Short problem –
Output the following lines without any change, from the start of the records through the line containing "x=389, y=564", inclusive.

[Records from a data source]
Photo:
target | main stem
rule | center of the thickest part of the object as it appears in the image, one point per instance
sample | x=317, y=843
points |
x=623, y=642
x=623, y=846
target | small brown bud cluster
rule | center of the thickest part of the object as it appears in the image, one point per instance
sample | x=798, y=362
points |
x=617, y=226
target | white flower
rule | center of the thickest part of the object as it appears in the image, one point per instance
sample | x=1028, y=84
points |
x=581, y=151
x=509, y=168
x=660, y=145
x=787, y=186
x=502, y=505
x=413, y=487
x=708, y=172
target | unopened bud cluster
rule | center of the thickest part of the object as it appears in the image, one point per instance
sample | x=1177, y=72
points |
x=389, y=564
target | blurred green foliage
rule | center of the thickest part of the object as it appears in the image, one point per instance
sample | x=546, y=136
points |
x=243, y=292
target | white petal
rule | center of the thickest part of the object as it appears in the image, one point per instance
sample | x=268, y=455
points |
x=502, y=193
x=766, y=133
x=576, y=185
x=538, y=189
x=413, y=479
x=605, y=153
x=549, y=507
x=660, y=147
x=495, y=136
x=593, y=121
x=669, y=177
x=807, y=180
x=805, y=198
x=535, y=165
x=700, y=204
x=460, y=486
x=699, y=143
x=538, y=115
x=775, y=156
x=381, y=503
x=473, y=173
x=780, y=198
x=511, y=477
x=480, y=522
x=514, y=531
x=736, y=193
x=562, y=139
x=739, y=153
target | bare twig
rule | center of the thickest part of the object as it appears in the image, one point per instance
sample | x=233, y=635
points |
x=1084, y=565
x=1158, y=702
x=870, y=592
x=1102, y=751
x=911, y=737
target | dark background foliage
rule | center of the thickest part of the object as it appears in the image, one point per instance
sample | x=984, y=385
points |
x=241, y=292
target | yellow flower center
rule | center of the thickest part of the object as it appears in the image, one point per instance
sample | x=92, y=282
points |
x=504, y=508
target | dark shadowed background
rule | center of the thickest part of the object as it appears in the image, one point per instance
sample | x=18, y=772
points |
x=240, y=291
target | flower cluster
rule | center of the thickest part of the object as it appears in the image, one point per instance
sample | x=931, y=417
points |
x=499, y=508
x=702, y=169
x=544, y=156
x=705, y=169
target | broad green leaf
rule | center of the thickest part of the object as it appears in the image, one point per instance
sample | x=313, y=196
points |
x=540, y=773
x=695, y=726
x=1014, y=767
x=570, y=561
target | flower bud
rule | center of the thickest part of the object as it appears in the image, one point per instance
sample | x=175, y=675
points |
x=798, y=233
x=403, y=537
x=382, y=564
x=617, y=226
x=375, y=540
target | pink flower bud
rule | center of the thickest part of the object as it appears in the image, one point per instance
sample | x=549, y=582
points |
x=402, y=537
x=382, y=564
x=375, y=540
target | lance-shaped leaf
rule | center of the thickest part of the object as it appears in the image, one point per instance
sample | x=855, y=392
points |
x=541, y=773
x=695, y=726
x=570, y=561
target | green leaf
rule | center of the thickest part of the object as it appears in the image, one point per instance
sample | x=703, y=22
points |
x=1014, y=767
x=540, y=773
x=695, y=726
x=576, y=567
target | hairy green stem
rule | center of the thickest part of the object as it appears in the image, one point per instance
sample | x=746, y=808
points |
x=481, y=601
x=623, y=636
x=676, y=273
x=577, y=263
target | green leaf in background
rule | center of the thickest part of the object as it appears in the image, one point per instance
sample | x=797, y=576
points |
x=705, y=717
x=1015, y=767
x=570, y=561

Result for this exercise –
Photo:
target | main stem
rule | center of the thickest part of the object as it appears in the image, one point per instance
sample | x=317, y=843
points |
x=623, y=642
x=623, y=846
target | small brown bud cluster
rule | center of the thickest part of the object as it appears in the image, one point per instance
sample | x=798, y=362
points |
x=617, y=226
target | white flower
rule | center of the thickest part of the object as it appears in the image, one point per instance
sample | x=1028, y=84
points |
x=581, y=151
x=509, y=168
x=660, y=145
x=787, y=186
x=502, y=505
x=413, y=487
x=708, y=172
target | unopened bud cluster
rule | center of the thickest part of the object as it appears in the image, one point per instance
sample | x=1177, y=72
points |
x=389, y=564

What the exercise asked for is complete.